ASSIGNED TASK: Each line from the one containing "tree in the photo above." through the last line of the material below is to be transcribed exactly, with nothing else included.
***
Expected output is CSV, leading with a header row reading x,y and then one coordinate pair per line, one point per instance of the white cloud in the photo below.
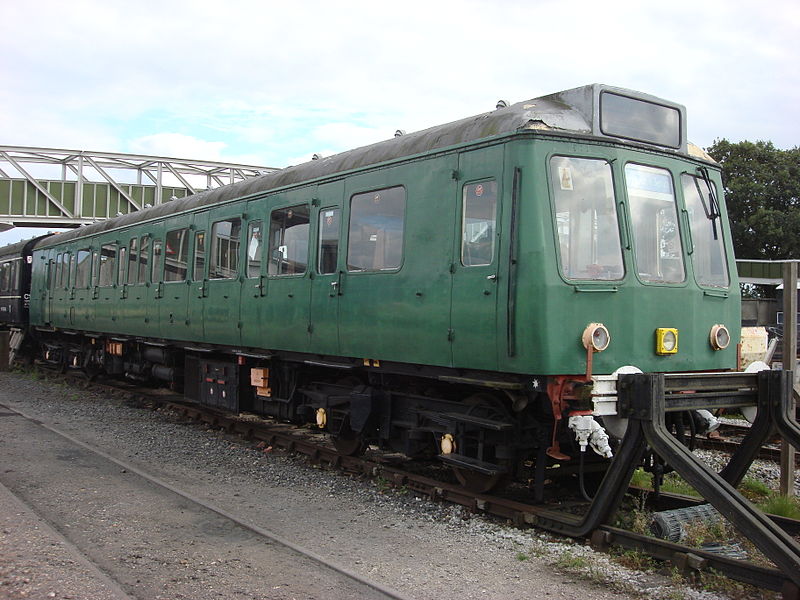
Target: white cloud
x,y
177,145
279,80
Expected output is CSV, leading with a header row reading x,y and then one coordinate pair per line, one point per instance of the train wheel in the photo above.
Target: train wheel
x,y
347,442
486,406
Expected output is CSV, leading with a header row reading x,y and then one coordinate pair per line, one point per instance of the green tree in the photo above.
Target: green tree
x,y
762,191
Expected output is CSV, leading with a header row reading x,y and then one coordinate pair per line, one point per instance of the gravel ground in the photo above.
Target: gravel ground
x,y
423,549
***
SOLUTION TO THE PROBLEM:
Expected output is CSV, leading with a header row reading x,y and then one coordinate pair per line, one point per instance of the green tree in the photo above.
Target: green tree
x,y
762,191
Expected output is CSV, leading with a header row reading x,y and then one coordinate pair per line, one point per instance of the gravel ground in the photo above.
Target: gravel ground
x,y
423,549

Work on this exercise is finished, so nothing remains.